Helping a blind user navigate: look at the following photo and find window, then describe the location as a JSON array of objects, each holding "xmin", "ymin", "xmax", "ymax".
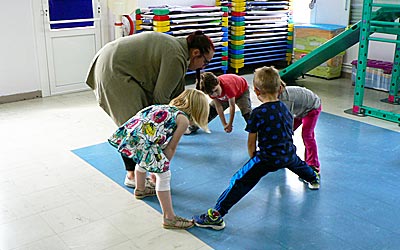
[
  {"xmin": 350, "ymin": 0, "xmax": 399, "ymax": 25},
  {"xmin": 49, "ymin": 0, "xmax": 94, "ymax": 29}
]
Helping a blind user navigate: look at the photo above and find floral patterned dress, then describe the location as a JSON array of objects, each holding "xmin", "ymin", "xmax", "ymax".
[{"xmin": 108, "ymin": 105, "xmax": 187, "ymax": 173}]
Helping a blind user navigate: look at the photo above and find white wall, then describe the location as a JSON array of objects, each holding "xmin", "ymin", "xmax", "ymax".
[
  {"xmin": 292, "ymin": 0, "xmax": 311, "ymax": 24},
  {"xmin": 0, "ymin": 0, "xmax": 215, "ymax": 98},
  {"xmin": 0, "ymin": 1, "xmax": 41, "ymax": 96},
  {"xmin": 310, "ymin": 0, "xmax": 350, "ymax": 27},
  {"xmin": 343, "ymin": 30, "xmax": 396, "ymax": 73}
]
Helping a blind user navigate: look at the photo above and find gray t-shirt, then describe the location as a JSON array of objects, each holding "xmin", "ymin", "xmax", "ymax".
[{"xmin": 278, "ymin": 86, "xmax": 321, "ymax": 118}]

To do → Every entry above needs to be copied exactly, and no pictures go with it.

Written answer →
Helping a blind user navigate: look at the following photo and find window, then describe the location as a JSON array of objects, each holding "xmin", "ymin", "xmax", "ymax".
[
  {"xmin": 350, "ymin": 0, "xmax": 399, "ymax": 25},
  {"xmin": 49, "ymin": 0, "xmax": 94, "ymax": 29}
]
Helping a blind user navigate: look at the photo above and find floral patterned dress, then describe the location as a JSON array of objects, each holding "xmin", "ymin", "xmax", "ymax".
[{"xmin": 108, "ymin": 105, "xmax": 187, "ymax": 173}]
Helping a blind user navigate: look at the photo above and find white wall, then describe the location as a JSON array of objects, each holding "xmin", "ymin", "xmax", "ymax".
[
  {"xmin": 292, "ymin": 0, "xmax": 311, "ymax": 24},
  {"xmin": 0, "ymin": 0, "xmax": 215, "ymax": 98},
  {"xmin": 0, "ymin": 1, "xmax": 41, "ymax": 96},
  {"xmin": 310, "ymin": 0, "xmax": 350, "ymax": 27},
  {"xmin": 343, "ymin": 30, "xmax": 396, "ymax": 73}
]
Helping a blind user navigate: look at the photo above and find gray t-shirt, then describe the location as a JSON array of objects, each holding "xmin", "ymin", "xmax", "ymax".
[{"xmin": 278, "ymin": 86, "xmax": 321, "ymax": 118}]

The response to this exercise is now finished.